- _Text_

We saved our work on Floppy Disks, and as time progressed, on hard drives, which would be copied to floppy disks, for as you know, Floppies do not last long. Each year a secretary would use the DOS command, Xcopy, and with a brand new box of diskettes, get everything saved in the “Precedent” section of the Hard Drive onto floppies.

As the world went from Windows 3.1 to Windows 95 we stayed in DOS, buying new “naked” handmade computers for a fraction of the cost, loading them with DOS and Professional Write, making a Directory for our Precedents, and feeding floppy by floppy into the new computer.

Soon enough we began to burn CDs of our work so that every single computer that came in our office from 1988 until 1999 had a cloned harddrive. Each new computer processed faster, had more storage and move places to plug things in, but there never was a “work” holiday.

A computer arrived, was plugged in,  a secretary (not IT manager)  installed DOS and Professional Write, made a directory under Professional Write called “Precedents” and either fed it diskettes or a CD. Though our laptops came pre-bloated, we would use the little facility to load our Professional Write, fling an Icon on the desktop and and do all our word processing in PW.

For those who needed Internet accessibility, there was a D drive, loaded with a flavour of Linux. As Linux could find all the files on the C drive, those we wished to export; i.e. email or upload, we would follow a specific protocol. We would save those files with a .rtf extension or as html in a special directory.  Linux would find the files, they’d be transmitted, then, back in DOS we’d do a ‘del *.*’ of all files in that directory.

This is because what was saved in ‘Normal’ on PW was subject to 128 bit encryption.  Hence, even if one could of hacked into our computers, without PW once could no more read our files than read a photograph translated to text.

One day, it was decided to hire an “IT Expert”. He examined our systems, made many unpleasant remarks, and during our two week Christmas break, “upgraded”. Everyone walked in on January 3 to find XP on their computers.

There was no little corner for Professional Write. This genius imperiously told the staff they had to learn to use new and modern word processing programs.

This did not go down well, to be polite.

One of the things  many IT geniuses never take into consideration is the key factor in our world; our work.

We don’t have computers in our office to play Spider Solitaire visit You Tube or My Space, we have them to produce documents.

This Genius never thought we would have twenty years of precedents which could only be read in Professional Write, nor that the staff had used this incredibly simple program to great efficiency. As far as he knew, XP was “state of the art”, (this is before Vista) and the world had to use whatever word processing program came in the bundle. His idea was that the office was extremely eccentric, compulsive retentive and that it was time for us to Move On.

When clearly instructed that there was twenty years of work we needed to keep, his voice got squeaky, and he muttered, ‘oh’.  With all respect, this character never for one second imagined that we had precedents and copies saved that could not be read in anything but PW.

I recount this story with all its gory details to give you enough fortitude to confront those shills who try to get you to upgrade to unproductivity. This is because of a major disconnect between the Work and the Process.

Managers know what work they need done, even clerks know what they have to do, the IT genius has no idea. He doesn’t realise a lawyer’s office which deals with fusty old Writs and Petitions doesn’t need sound nor graphic nor games, all it needs to do is produce documents.

Further, most IT experts know nothing about Information Technology. They know about Microsoft.  Microsoft is NOT Information Technology.  MIcrosoft is an Operating System.  There is a difference between IT and Microsoft on the level of the difference between being a chef and knowing how to micro a TV dinner.

If your system is working, don’t touch it. Don’t buy prebloated computers unless you can F/Disk and load what you’ve been using successfully all these years.

- _Provided material_
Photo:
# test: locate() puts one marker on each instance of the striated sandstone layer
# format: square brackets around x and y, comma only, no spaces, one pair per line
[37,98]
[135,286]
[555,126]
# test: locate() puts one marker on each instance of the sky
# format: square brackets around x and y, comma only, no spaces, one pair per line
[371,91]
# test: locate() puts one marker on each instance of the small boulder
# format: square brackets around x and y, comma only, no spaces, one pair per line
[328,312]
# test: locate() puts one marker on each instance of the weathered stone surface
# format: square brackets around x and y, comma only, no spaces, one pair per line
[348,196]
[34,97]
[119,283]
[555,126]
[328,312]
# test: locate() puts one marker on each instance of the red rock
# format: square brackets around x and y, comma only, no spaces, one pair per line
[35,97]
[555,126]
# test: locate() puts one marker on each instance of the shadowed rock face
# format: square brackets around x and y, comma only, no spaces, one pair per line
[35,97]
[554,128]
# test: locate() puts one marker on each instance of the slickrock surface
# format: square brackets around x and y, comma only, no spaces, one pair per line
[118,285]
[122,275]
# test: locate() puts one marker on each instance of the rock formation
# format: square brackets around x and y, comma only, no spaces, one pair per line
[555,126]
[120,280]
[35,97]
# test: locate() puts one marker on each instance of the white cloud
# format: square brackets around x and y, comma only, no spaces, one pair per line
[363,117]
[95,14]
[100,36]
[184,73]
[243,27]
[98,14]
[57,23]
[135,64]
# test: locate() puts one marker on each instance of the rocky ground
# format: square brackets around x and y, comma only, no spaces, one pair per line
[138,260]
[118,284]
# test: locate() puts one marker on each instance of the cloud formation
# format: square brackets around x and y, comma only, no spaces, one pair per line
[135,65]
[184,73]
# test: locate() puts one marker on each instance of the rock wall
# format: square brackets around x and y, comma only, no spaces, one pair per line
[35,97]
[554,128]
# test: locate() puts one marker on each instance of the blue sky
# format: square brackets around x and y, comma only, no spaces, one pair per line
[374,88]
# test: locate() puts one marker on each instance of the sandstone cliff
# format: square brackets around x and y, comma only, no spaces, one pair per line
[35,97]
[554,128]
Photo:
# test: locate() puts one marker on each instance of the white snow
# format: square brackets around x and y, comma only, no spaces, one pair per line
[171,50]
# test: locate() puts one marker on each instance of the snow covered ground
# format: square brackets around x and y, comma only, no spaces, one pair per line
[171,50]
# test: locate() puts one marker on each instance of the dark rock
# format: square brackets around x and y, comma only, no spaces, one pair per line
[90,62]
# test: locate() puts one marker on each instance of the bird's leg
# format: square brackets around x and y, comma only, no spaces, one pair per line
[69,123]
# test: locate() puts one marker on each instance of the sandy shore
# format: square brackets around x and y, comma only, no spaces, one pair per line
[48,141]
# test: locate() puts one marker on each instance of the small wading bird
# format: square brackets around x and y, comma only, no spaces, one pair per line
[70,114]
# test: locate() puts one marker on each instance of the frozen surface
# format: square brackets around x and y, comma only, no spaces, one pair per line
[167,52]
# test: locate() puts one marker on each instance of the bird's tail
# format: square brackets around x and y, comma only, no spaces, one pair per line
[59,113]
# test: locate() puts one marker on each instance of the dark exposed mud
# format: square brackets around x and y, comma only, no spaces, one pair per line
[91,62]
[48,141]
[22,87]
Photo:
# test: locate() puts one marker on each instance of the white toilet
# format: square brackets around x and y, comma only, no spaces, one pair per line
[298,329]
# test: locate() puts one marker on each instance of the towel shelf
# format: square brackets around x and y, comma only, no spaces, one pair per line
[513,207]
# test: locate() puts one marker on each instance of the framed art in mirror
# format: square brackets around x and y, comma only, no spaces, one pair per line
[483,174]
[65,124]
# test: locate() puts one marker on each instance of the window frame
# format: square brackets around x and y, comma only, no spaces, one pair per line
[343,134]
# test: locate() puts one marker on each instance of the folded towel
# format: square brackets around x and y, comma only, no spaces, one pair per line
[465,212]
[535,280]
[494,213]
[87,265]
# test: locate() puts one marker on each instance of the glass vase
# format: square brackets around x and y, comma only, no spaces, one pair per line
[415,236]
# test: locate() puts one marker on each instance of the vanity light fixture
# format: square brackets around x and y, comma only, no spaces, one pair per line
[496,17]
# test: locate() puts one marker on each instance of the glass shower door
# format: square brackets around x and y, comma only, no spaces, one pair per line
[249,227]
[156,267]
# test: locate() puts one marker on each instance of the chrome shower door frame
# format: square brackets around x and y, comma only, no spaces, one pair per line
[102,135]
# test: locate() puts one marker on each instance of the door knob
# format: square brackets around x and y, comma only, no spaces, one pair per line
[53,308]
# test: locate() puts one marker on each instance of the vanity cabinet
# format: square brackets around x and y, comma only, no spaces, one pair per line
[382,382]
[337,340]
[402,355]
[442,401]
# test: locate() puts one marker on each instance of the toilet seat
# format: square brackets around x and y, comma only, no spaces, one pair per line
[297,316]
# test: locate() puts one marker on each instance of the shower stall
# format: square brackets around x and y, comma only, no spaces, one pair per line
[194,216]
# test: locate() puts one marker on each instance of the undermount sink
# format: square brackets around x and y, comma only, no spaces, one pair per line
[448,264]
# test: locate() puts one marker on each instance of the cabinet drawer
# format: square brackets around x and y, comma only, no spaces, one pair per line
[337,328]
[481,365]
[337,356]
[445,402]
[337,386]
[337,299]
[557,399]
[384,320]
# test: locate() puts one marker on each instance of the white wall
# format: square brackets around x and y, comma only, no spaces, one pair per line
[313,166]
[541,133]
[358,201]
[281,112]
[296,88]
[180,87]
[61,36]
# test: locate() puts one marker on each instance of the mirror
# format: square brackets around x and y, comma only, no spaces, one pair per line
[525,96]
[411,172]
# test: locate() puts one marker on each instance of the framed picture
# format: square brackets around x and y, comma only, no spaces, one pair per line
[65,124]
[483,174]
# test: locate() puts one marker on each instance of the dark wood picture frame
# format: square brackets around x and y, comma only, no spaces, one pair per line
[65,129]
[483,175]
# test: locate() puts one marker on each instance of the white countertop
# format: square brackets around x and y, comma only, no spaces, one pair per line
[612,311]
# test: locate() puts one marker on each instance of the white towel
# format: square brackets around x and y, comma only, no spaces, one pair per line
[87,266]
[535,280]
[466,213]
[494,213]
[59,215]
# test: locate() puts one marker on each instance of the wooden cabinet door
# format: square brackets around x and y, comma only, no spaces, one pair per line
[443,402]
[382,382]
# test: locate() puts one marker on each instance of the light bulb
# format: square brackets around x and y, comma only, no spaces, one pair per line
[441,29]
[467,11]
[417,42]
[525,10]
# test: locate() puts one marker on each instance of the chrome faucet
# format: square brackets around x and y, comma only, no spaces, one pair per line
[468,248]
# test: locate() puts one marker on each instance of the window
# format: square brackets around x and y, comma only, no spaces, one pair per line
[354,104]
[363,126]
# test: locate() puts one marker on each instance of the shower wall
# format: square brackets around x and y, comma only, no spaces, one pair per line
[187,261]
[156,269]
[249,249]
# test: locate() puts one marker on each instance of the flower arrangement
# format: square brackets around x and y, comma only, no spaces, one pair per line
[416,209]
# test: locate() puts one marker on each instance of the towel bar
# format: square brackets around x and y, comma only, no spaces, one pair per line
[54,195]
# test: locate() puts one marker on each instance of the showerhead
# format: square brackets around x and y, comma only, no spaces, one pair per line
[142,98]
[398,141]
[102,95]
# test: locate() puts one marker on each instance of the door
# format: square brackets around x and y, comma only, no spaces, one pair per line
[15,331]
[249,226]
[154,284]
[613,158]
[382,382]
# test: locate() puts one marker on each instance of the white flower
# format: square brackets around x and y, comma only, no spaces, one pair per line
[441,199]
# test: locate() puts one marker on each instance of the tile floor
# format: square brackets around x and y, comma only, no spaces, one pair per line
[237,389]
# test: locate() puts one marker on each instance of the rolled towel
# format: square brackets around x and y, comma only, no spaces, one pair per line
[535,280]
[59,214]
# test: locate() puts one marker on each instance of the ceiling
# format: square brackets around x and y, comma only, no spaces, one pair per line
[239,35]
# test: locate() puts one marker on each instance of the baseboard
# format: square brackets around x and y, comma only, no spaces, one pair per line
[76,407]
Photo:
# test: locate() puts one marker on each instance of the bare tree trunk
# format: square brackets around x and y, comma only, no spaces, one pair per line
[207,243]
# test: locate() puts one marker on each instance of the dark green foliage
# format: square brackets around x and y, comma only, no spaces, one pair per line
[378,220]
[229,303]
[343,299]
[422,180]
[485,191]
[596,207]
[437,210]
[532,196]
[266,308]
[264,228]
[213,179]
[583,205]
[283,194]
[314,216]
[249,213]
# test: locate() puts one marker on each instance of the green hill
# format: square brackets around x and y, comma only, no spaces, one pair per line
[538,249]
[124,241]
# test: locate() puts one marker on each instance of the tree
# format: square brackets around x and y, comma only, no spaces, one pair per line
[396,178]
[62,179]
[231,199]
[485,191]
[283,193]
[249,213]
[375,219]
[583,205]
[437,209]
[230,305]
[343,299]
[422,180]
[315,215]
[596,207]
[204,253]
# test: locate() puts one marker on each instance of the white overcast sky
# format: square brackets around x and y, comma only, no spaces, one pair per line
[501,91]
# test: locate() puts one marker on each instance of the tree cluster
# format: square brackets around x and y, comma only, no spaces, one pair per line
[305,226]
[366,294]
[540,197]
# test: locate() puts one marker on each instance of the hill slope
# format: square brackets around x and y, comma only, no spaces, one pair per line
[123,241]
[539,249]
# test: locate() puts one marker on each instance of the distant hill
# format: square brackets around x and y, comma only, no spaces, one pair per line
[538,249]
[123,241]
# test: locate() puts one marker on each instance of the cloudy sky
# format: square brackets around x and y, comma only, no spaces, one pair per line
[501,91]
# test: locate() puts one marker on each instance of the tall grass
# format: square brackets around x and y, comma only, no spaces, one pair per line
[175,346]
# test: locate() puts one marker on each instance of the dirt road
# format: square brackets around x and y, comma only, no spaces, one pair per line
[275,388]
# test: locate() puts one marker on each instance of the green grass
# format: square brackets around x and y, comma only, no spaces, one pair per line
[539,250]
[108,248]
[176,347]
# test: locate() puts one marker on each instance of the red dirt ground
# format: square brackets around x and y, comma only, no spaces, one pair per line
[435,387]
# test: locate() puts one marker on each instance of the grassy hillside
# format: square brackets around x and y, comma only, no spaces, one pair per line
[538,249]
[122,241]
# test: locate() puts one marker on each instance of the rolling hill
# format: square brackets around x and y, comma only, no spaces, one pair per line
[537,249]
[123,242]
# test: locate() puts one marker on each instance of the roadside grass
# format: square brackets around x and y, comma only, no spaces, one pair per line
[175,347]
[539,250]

- _To-do list_
• a. Using the Professional Write account, explain why the author says this story is being told. Answer in one to three sentences.
• b. Write out the part of the Professional Write account that begins at the words "We don’t have" and stops after "anything but PW.".
• c. According to the Professional Write account, which DOS command did a secretary use each year to copy the "Precedent" section of the hard drive onto floppies?

- _Task results_
• a. The author tells it to give readers enough fortitude to confront those shills who push them to upgrade to unproductivity. The author says this is needed because of a major disconnect between the Work and the Process.

• b.
We don’t have computers in our office to play Spider Solitaire visit You Tube or My Space, we have them to produce documents.

This Genius never thought we would have twenty years of precedents which could only be read in Professional Write, nor that the staff had used this incredibly simple program to great efficiency. As far as he knew, XP was “state of the art”, (this is before Vista) and the world had to use whatever word processing program came in the bundle. His idea was that the office was extremely eccentric, compulsive retentive and that it was time for us to Move On.

When clearly instructed that there was twenty years of work we needed to keep, his voice got squeaky, and he muttered, ‘oh’.  With all respect, this character never for one second imagined that we had precedents and copies saved that could not be read in anything but PW.

• c. Xcopy.